*TASK REQUIREMENTS*.
Where a line of the material includes the string "dark", copy that line.

** SOURCE MATERIAL follows **

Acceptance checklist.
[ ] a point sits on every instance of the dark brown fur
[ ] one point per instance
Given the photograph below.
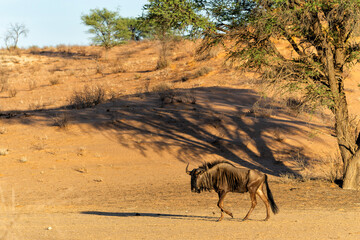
(224, 177)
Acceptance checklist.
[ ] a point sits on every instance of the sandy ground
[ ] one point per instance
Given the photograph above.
(117, 170)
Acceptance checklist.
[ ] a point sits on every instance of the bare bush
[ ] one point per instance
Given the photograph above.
(12, 92)
(90, 96)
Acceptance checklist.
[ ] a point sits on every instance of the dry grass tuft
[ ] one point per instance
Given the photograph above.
(90, 96)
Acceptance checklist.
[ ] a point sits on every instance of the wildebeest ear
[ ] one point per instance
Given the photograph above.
(187, 170)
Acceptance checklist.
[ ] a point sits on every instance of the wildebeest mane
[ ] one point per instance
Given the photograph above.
(222, 173)
(209, 165)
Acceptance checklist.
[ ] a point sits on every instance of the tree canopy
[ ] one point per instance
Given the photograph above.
(321, 35)
(108, 28)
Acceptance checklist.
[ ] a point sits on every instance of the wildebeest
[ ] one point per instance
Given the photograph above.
(224, 177)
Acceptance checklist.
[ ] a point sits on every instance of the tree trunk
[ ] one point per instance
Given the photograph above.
(352, 173)
(350, 152)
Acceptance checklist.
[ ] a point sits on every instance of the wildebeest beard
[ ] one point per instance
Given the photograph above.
(201, 182)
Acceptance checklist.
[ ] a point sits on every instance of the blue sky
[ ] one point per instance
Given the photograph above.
(54, 22)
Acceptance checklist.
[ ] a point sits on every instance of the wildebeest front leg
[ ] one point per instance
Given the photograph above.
(265, 200)
(253, 203)
(222, 195)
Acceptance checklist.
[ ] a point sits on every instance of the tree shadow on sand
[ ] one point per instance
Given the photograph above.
(217, 124)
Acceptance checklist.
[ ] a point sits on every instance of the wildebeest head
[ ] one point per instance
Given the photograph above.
(195, 174)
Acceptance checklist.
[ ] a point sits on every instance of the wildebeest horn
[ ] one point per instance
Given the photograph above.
(187, 171)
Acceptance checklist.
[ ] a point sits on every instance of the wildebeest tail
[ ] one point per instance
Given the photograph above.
(274, 208)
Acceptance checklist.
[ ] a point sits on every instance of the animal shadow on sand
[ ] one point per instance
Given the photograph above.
(158, 215)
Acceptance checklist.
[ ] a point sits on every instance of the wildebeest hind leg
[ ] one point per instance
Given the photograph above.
(253, 204)
(222, 195)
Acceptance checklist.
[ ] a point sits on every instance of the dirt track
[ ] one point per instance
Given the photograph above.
(311, 224)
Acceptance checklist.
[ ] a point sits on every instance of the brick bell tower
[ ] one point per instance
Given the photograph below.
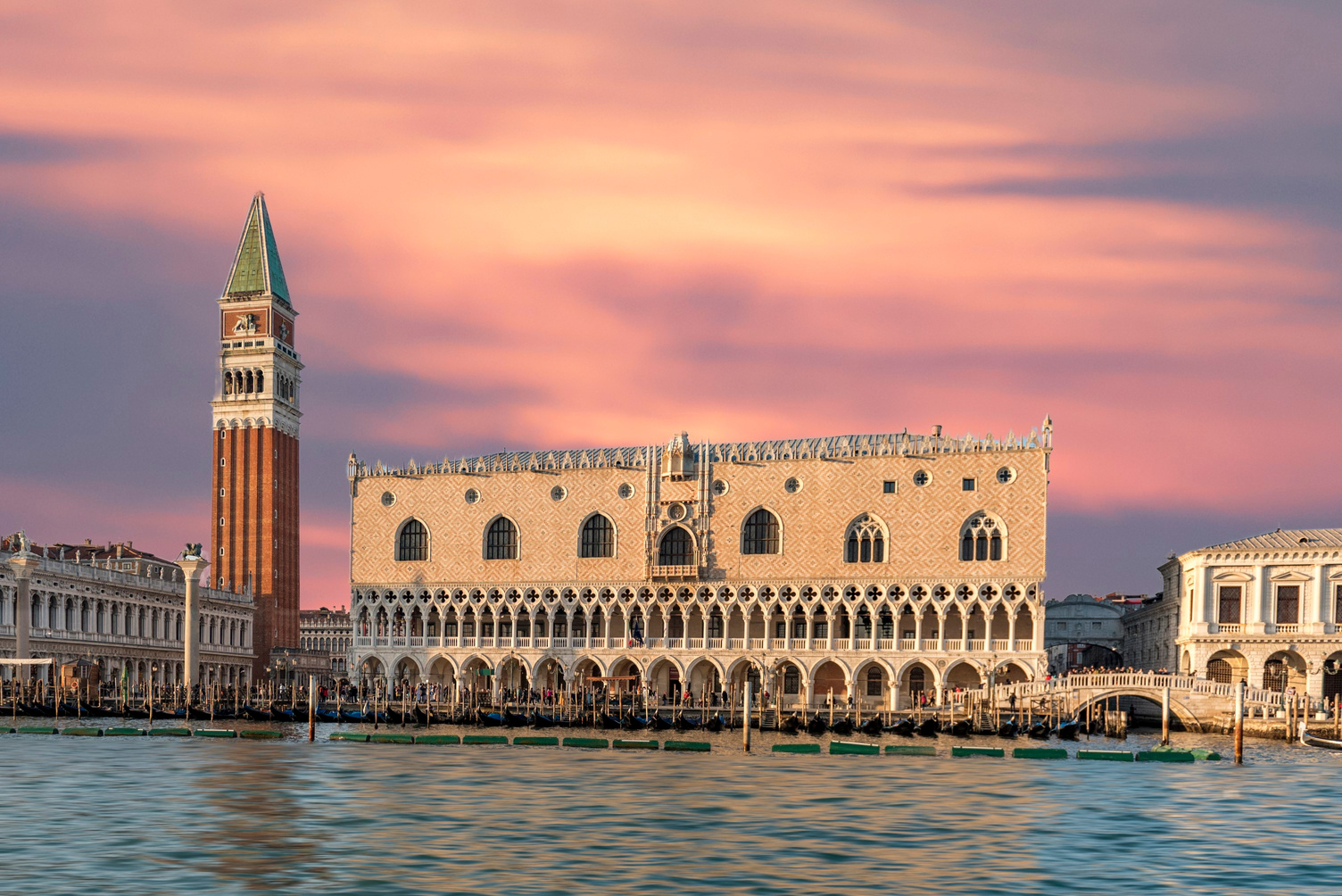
(255, 437)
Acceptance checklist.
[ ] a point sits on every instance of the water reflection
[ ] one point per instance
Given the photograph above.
(239, 817)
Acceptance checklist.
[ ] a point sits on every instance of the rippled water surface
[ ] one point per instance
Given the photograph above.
(172, 816)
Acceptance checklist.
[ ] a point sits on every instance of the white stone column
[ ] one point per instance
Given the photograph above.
(23, 564)
(191, 567)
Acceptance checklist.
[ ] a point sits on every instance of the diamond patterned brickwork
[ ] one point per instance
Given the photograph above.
(924, 522)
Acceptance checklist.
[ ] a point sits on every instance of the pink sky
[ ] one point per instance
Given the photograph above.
(556, 224)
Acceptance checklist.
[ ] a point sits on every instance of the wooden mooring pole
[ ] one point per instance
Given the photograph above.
(745, 712)
(1238, 723)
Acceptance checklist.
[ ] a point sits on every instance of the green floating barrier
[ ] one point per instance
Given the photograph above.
(590, 743)
(389, 736)
(485, 738)
(910, 750)
(1039, 752)
(998, 752)
(529, 741)
(1105, 755)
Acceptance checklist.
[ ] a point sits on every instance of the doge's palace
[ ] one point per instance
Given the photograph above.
(876, 567)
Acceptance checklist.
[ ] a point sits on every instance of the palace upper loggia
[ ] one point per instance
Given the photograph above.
(874, 567)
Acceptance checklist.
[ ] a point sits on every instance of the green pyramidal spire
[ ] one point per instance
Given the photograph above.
(257, 269)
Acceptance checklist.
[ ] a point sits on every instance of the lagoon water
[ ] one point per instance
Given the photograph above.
(178, 816)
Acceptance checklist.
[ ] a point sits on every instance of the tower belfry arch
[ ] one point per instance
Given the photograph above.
(254, 543)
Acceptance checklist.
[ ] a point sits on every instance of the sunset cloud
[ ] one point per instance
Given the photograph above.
(559, 224)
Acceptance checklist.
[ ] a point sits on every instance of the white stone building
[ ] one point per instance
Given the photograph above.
(124, 612)
(1266, 610)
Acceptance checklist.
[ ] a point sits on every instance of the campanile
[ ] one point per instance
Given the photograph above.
(255, 437)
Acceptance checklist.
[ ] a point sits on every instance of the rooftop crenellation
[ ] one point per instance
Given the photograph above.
(638, 458)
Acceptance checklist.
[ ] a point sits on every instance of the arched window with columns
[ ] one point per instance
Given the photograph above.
(865, 542)
(761, 534)
(982, 536)
(412, 541)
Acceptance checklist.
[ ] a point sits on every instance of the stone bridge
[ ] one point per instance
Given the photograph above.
(1195, 701)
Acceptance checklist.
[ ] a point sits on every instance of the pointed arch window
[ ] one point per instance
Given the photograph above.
(866, 541)
(598, 536)
(676, 547)
(412, 542)
(501, 539)
(760, 534)
(982, 538)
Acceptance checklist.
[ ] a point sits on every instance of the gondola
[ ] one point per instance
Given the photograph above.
(1323, 743)
(902, 727)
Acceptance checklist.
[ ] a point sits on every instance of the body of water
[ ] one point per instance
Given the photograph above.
(178, 816)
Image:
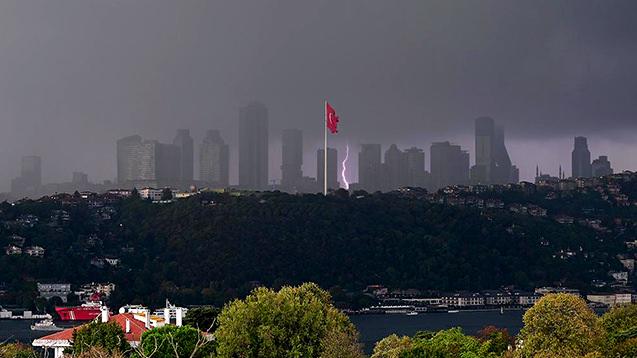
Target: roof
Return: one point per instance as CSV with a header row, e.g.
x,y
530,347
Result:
x,y
63,338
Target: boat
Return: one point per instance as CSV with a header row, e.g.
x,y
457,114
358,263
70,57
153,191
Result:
x,y
46,325
85,312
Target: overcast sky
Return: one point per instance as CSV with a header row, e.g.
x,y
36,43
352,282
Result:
x,y
75,75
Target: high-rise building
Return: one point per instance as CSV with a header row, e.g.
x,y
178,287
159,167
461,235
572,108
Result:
x,y
253,146
416,174
485,138
581,159
147,162
30,179
291,159
395,170
128,165
601,167
31,171
332,168
369,167
449,165
214,159
184,141
493,164
79,179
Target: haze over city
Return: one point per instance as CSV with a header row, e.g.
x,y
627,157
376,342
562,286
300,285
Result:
x,y
78,75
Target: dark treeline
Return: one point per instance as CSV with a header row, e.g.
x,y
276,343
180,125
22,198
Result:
x,y
214,247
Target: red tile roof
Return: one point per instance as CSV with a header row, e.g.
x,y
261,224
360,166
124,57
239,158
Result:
x,y
137,328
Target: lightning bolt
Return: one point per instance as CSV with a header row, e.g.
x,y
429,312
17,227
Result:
x,y
344,166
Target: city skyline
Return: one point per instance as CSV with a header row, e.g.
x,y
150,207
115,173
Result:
x,y
418,74
162,164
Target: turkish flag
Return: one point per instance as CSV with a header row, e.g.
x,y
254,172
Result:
x,y
331,119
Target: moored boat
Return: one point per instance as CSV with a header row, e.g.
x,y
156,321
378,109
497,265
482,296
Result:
x,y
85,312
46,325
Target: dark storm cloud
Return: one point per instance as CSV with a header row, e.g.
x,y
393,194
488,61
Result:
x,y
77,74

** End of SOURCE MATERIAL **

*WRITTEN ANSWER*.
[ ] a point sits on every instance of the dark brown fur
Target: dark treeline
Target: dark storm cloud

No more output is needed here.